▶ **SHORT TASK**: From the profile of the UC Judaic Studies professor below, extract everything from "UC Judaic Studies" down to "the Jewish Foundation.", word for word.

▶ **SOURCE EXTRACT**:
— START —

UC Judaic Studies professor makes local, international impact

Gila Safran-Naveh returns to teaching in fall as professor emerita

Gila Safran-Naveh has been invited to present a paper at the 18th World Congress of Jewish Studies in August 2022, which would have been a fitting conclusion to her 35-year career as a professor of Judaic Studies at the University of Cincinnati.

But it will not be the end of her career. Though she tendered her resignation in January 2022, she was quickly invited back to teach as a professor emerita, a tribute to her life’s body of work and legacy at UC’s College of Arts and Sciences.

Over the past 35 years at UC, Safran-Naveh has helped grow Judaic Studies from a program to an entire department, changing the view of Judaic Studies at the University and in Cincinnati as the Endowed Chair of the Jewish Foundation.

Studio portrait of Gila Naveh, Judaic Studies.

UC professor emerita of Judaic Studies Gila Safran-Naveh

“You want to leave, and then you are nostalgic, and then you stop being nostalgic because you start working again,” Safran-Naveh says.

— END —

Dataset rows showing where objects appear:
— START —

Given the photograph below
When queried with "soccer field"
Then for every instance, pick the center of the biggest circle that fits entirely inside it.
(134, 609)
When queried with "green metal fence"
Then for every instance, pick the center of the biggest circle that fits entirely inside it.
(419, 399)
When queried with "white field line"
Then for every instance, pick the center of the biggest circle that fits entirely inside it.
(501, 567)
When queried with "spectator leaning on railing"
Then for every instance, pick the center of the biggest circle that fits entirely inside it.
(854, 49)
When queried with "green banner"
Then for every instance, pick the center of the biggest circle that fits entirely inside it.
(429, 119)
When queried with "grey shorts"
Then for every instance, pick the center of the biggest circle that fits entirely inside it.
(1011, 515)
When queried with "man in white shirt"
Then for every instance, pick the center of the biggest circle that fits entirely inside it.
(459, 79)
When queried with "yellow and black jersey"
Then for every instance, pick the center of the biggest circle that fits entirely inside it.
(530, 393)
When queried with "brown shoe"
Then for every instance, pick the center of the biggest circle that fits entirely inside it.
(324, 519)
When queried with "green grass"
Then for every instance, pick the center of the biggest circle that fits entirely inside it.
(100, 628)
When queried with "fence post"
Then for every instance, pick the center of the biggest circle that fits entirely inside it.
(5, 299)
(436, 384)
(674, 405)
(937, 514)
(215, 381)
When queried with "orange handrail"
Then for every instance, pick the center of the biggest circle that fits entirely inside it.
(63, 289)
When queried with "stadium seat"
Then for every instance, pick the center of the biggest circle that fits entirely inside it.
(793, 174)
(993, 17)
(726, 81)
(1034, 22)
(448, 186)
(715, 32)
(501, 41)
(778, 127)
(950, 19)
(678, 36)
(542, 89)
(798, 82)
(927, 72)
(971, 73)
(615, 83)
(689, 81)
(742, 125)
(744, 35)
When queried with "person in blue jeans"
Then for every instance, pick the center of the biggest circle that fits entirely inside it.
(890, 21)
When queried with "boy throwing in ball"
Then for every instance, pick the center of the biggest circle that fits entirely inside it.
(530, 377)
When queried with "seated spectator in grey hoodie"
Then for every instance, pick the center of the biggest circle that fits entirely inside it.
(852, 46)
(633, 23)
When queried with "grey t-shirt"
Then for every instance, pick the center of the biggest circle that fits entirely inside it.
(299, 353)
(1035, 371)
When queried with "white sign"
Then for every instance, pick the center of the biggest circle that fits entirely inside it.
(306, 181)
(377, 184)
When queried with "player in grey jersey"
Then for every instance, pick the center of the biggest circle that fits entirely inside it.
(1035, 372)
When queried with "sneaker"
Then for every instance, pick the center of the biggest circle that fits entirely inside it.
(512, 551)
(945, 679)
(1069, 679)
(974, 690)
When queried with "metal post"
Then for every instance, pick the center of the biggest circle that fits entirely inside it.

— END —

▶ **WRITTEN SOLUTION**:
UC Judaic Studies professor makes local, international impact

Gila Safran-Naveh returns to teaching in fall as professor emerita

Gila Safran-Naveh has been invited to present a paper at the 18th World Congress of Jewish Studies in August 2022, which would have been a fitting conclusion to her 35-year career as a professor of Judaic Studies at the University of Cincinnati.

But it will not be the end of her career. Though she tendered her resignation in January 2022, she was quickly invited back to teach as a professor emerita, a tribute to her life’s body of work and legacy at UC’s College of Arts and Sciences.

Over the past 35 years at UC, Safran-Naveh has helped grow Judaic Studies from a program to an entire department, changing the view of Judaic Studies at the University and in Cincinnati as the Endowed Chair of the Jewish Foundation.